■ TASK INSTRUCTIONS
How many lines in the records below contain the word "dark"? Give only the number.

■ DATASET EXTRACT

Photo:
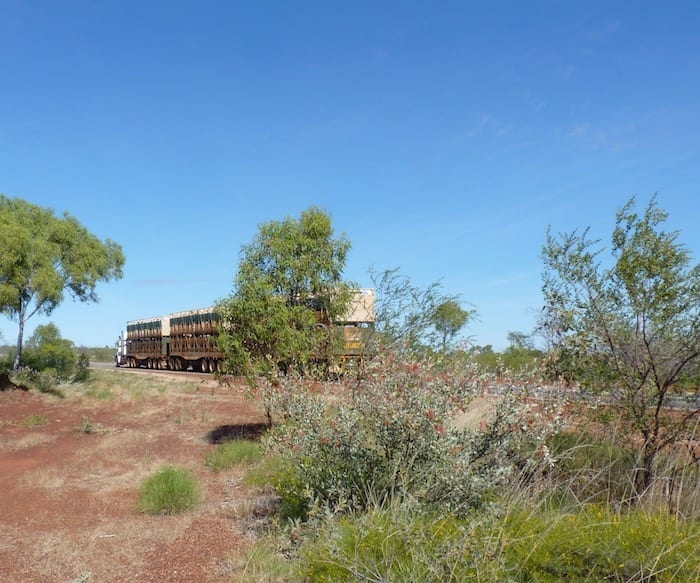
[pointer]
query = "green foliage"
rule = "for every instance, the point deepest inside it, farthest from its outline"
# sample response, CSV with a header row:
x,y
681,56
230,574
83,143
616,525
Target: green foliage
x,y
448,319
515,362
288,282
35,421
82,369
413,319
519,543
170,490
232,453
630,330
43,257
595,544
46,350
390,436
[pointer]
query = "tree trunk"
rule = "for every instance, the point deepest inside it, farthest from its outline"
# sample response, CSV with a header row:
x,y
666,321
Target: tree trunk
x,y
20,341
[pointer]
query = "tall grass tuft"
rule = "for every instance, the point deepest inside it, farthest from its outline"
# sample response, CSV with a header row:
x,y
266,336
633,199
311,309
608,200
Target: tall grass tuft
x,y
170,490
232,453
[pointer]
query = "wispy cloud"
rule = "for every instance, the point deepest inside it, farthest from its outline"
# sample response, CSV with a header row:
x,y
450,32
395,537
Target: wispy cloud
x,y
171,282
579,130
487,124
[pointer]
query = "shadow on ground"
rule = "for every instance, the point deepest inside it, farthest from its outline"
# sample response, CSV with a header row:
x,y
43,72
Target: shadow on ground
x,y
225,433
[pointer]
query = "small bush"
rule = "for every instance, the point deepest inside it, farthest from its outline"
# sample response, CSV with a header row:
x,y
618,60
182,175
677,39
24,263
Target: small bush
x,y
231,453
35,421
392,436
170,490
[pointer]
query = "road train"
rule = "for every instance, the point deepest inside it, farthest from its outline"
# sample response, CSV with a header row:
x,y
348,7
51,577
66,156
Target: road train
x,y
188,340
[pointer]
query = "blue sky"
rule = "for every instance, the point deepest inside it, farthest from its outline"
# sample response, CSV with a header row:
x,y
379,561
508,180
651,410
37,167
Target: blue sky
x,y
442,137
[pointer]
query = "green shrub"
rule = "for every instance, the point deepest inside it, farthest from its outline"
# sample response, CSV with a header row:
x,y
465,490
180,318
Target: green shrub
x,y
35,421
170,490
392,436
231,453
46,350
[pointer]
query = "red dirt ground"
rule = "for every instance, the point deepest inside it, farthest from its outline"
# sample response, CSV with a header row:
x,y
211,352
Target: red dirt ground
x,y
70,471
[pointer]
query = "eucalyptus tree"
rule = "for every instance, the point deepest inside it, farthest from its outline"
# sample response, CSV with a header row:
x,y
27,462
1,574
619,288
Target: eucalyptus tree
x,y
448,319
628,327
44,257
287,291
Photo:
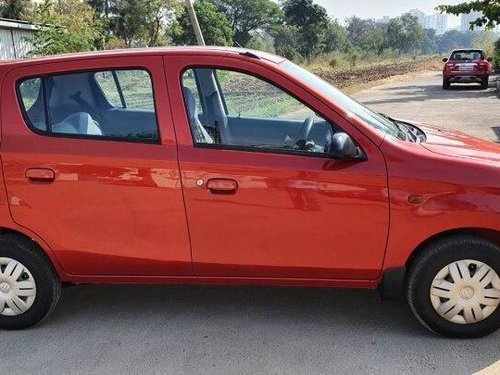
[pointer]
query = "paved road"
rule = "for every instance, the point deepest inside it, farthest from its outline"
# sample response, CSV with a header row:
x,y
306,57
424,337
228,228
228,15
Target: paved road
x,y
235,330
250,330
421,98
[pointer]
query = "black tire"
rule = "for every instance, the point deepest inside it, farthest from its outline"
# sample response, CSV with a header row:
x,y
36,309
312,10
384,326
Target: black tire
x,y
48,286
485,83
426,266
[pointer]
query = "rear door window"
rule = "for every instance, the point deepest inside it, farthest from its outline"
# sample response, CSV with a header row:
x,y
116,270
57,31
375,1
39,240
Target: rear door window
x,y
117,104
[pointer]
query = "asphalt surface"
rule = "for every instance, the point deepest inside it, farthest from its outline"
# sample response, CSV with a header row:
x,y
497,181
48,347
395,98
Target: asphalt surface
x,y
421,98
260,330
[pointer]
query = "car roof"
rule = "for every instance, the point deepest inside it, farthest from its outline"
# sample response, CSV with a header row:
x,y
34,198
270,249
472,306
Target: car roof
x,y
137,52
467,50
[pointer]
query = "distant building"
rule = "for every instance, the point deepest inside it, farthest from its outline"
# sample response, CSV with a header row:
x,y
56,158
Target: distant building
x,y
438,22
15,38
467,19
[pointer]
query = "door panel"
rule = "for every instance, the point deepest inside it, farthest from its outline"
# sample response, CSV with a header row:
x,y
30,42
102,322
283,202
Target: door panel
x,y
113,207
290,216
294,216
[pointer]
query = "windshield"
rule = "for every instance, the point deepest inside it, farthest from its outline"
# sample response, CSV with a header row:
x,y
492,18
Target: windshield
x,y
379,122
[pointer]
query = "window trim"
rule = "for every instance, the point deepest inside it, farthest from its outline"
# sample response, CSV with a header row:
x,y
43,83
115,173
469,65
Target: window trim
x,y
32,128
256,149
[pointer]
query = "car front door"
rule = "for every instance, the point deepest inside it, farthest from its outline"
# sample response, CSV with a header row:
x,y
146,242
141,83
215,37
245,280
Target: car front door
x,y
261,201
90,165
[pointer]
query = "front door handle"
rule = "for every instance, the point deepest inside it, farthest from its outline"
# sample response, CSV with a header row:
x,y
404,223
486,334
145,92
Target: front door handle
x,y
40,174
222,186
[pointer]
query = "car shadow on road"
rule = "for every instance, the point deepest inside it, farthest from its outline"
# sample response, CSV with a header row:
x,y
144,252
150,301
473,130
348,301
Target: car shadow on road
x,y
294,327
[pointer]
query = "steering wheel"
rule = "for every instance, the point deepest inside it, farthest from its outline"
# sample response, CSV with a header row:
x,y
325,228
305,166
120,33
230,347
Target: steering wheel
x,y
304,132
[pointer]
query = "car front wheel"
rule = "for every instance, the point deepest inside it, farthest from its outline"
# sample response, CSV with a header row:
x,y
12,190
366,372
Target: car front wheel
x,y
29,287
453,287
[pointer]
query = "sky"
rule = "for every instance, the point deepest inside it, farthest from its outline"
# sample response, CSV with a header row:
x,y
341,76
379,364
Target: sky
x,y
342,9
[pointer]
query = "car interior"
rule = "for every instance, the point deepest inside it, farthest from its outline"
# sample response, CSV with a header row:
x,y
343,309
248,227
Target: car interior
x,y
236,109
76,104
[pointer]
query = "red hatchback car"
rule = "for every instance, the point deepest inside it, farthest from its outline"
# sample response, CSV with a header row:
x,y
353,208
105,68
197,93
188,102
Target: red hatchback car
x,y
228,166
467,66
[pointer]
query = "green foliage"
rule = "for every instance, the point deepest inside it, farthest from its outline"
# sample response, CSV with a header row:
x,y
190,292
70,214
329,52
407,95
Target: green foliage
x,y
336,37
249,15
286,41
214,25
15,9
366,35
485,40
489,8
143,22
65,26
311,22
404,34
260,43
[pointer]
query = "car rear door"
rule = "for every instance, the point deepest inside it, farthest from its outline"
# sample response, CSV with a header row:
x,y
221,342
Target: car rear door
x,y
107,200
257,212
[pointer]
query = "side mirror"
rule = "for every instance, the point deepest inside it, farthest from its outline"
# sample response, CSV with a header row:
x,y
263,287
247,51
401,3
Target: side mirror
x,y
343,147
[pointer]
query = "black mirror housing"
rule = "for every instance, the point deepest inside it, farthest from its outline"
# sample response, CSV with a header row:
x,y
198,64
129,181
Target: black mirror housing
x,y
343,147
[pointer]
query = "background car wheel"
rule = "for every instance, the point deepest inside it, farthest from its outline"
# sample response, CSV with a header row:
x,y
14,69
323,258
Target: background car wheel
x,y
485,83
453,287
29,287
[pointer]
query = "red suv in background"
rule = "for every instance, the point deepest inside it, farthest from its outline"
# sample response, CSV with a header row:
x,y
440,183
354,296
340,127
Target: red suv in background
x,y
467,66
229,166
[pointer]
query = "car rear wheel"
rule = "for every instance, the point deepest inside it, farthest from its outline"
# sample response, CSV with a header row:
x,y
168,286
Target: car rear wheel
x,y
453,287
29,287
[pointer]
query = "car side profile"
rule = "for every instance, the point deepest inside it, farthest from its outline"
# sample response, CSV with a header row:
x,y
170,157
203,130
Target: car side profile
x,y
467,66
227,166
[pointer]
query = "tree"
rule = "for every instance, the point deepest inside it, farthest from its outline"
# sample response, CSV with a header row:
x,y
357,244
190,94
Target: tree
x,y
286,41
143,22
65,26
485,40
249,15
14,9
366,35
216,28
311,21
490,10
336,37
404,34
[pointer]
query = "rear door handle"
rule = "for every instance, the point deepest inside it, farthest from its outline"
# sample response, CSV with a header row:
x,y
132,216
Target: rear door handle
x,y
222,186
40,174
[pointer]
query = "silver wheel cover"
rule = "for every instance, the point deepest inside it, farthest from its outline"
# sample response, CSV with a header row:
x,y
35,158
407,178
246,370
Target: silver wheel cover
x,y
17,288
466,291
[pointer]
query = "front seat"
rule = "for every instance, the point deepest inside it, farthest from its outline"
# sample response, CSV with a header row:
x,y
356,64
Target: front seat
x,y
199,133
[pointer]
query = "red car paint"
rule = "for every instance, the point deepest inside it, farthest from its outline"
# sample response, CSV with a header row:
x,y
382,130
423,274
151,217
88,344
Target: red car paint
x,y
133,212
460,68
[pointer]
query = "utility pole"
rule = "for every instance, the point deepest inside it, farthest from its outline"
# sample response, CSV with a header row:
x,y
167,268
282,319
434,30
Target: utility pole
x,y
194,22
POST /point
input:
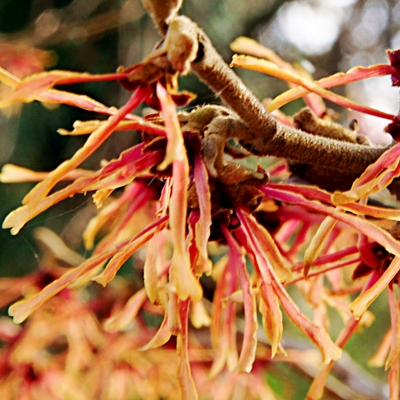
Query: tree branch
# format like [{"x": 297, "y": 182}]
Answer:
[{"x": 268, "y": 136}]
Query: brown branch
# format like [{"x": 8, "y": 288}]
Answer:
[{"x": 328, "y": 159}]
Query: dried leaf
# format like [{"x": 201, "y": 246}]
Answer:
[
  {"x": 362, "y": 302},
  {"x": 317, "y": 242},
  {"x": 341, "y": 78},
  {"x": 184, "y": 282},
  {"x": 123, "y": 318},
  {"x": 249, "y": 346}
]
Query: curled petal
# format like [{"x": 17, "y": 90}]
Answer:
[
  {"x": 353, "y": 75},
  {"x": 362, "y": 302},
  {"x": 184, "y": 281},
  {"x": 203, "y": 225},
  {"x": 28, "y": 89},
  {"x": 318, "y": 335},
  {"x": 394, "y": 306},
  {"x": 186, "y": 381},
  {"x": 124, "y": 318},
  {"x": 248, "y": 353},
  {"x": 269, "y": 247},
  {"x": 119, "y": 259},
  {"x": 375, "y": 178},
  {"x": 317, "y": 243},
  {"x": 22, "y": 309},
  {"x": 368, "y": 228},
  {"x": 272, "y": 69}
]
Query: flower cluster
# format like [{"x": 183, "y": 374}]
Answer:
[{"x": 210, "y": 223}]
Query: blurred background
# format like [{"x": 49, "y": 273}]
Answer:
[{"x": 97, "y": 36}]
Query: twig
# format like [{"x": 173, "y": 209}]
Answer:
[{"x": 267, "y": 136}]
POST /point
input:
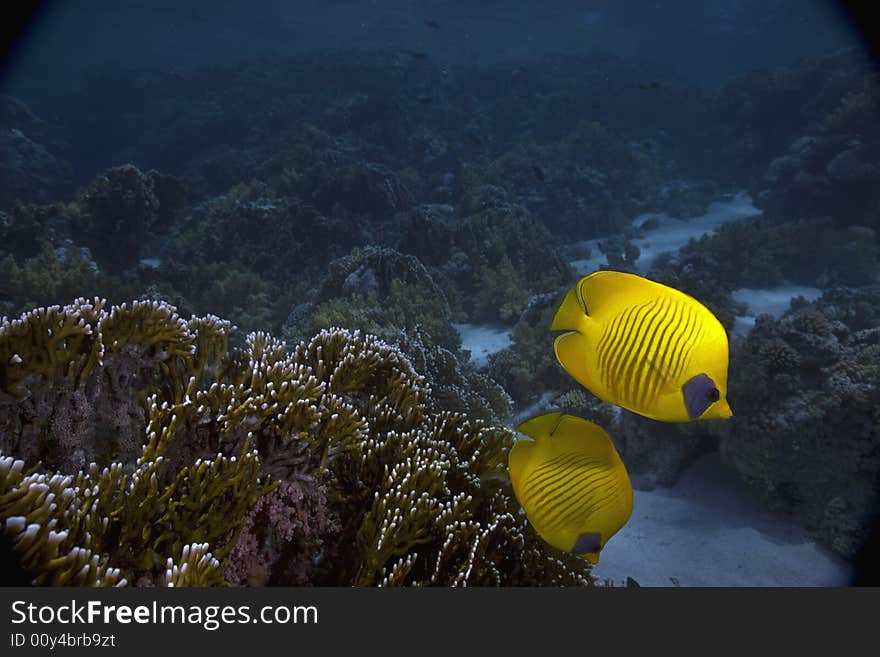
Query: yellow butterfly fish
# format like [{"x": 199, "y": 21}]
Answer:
[
  {"x": 571, "y": 483},
  {"x": 644, "y": 346}
]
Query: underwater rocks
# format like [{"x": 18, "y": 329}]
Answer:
[
  {"x": 381, "y": 291},
  {"x": 121, "y": 210},
  {"x": 806, "y": 430},
  {"x": 29, "y": 170},
  {"x": 276, "y": 237}
]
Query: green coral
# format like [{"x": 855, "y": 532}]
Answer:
[
  {"x": 422, "y": 497},
  {"x": 53, "y": 276}
]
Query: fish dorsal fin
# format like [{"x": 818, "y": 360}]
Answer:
[
  {"x": 540, "y": 425},
  {"x": 574, "y": 434},
  {"x": 537, "y": 428},
  {"x": 571, "y": 315},
  {"x": 606, "y": 291}
]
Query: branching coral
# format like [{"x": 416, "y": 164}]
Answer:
[{"x": 370, "y": 486}]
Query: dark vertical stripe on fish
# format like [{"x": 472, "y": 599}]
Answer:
[
  {"x": 633, "y": 376},
  {"x": 611, "y": 351},
  {"x": 550, "y": 477},
  {"x": 624, "y": 347},
  {"x": 579, "y": 494},
  {"x": 647, "y": 375}
]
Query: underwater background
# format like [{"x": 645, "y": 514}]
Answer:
[{"x": 277, "y": 280}]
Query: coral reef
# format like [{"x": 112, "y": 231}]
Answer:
[
  {"x": 121, "y": 210},
  {"x": 323, "y": 465},
  {"x": 31, "y": 167}
]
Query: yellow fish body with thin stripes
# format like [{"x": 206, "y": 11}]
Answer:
[
  {"x": 644, "y": 346},
  {"x": 571, "y": 483}
]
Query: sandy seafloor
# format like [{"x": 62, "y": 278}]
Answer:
[{"x": 709, "y": 529}]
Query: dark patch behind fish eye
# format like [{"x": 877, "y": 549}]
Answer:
[
  {"x": 588, "y": 543},
  {"x": 698, "y": 395}
]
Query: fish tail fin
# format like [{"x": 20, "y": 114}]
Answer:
[{"x": 571, "y": 315}]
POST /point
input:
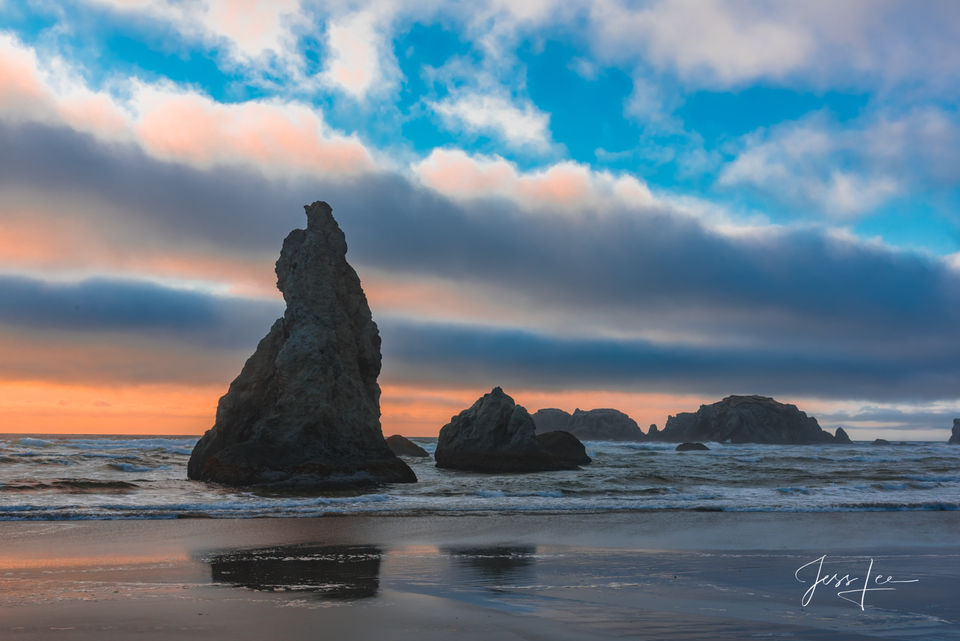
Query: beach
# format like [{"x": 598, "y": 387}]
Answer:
[{"x": 637, "y": 575}]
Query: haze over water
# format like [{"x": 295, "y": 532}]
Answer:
[{"x": 116, "y": 477}]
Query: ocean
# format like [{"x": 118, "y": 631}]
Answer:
[{"x": 51, "y": 478}]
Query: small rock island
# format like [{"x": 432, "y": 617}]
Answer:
[
  {"x": 590, "y": 425},
  {"x": 748, "y": 419},
  {"x": 304, "y": 413},
  {"x": 497, "y": 435}
]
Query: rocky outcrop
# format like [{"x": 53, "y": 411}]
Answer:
[
  {"x": 747, "y": 419},
  {"x": 551, "y": 420},
  {"x": 494, "y": 435},
  {"x": 402, "y": 446},
  {"x": 304, "y": 413},
  {"x": 590, "y": 425},
  {"x": 565, "y": 446}
]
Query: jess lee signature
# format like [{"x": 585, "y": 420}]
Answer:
[{"x": 814, "y": 574}]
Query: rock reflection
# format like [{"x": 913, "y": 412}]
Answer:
[
  {"x": 329, "y": 572},
  {"x": 497, "y": 563}
]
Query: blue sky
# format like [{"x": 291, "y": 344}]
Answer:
[{"x": 574, "y": 198}]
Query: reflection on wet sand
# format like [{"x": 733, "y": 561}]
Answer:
[
  {"x": 497, "y": 563},
  {"x": 329, "y": 572}
]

■ RESPONSE AREA
2